━━━ Records supplied
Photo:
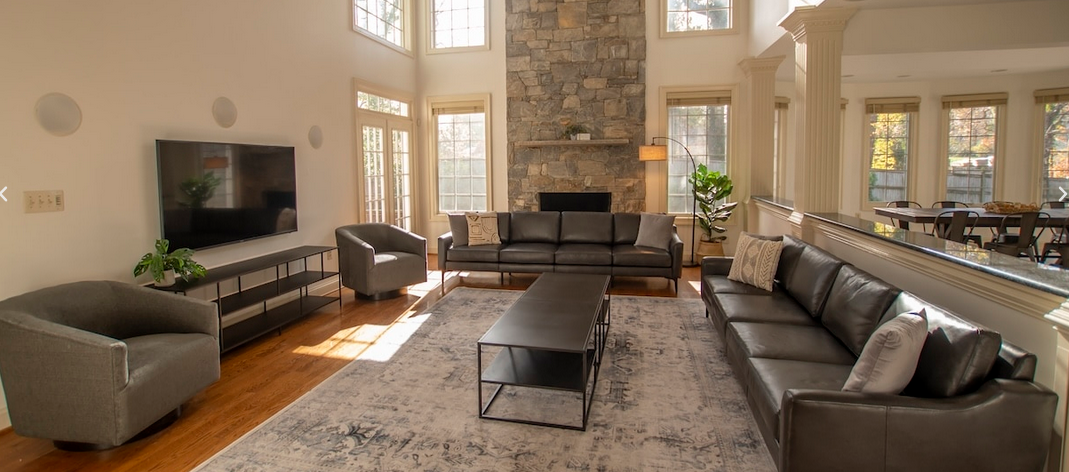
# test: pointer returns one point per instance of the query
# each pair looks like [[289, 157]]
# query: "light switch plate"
[[41, 201]]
━━━━━━
== Problem ==
Starting at the line that contains "# each pair looks like [[289, 157]]" and ending at the last line of the data, repeat each line exactly; include nothing else.

== Written response ==
# each pair looks like [[289, 157]]
# query: "light switch plate"
[[41, 201]]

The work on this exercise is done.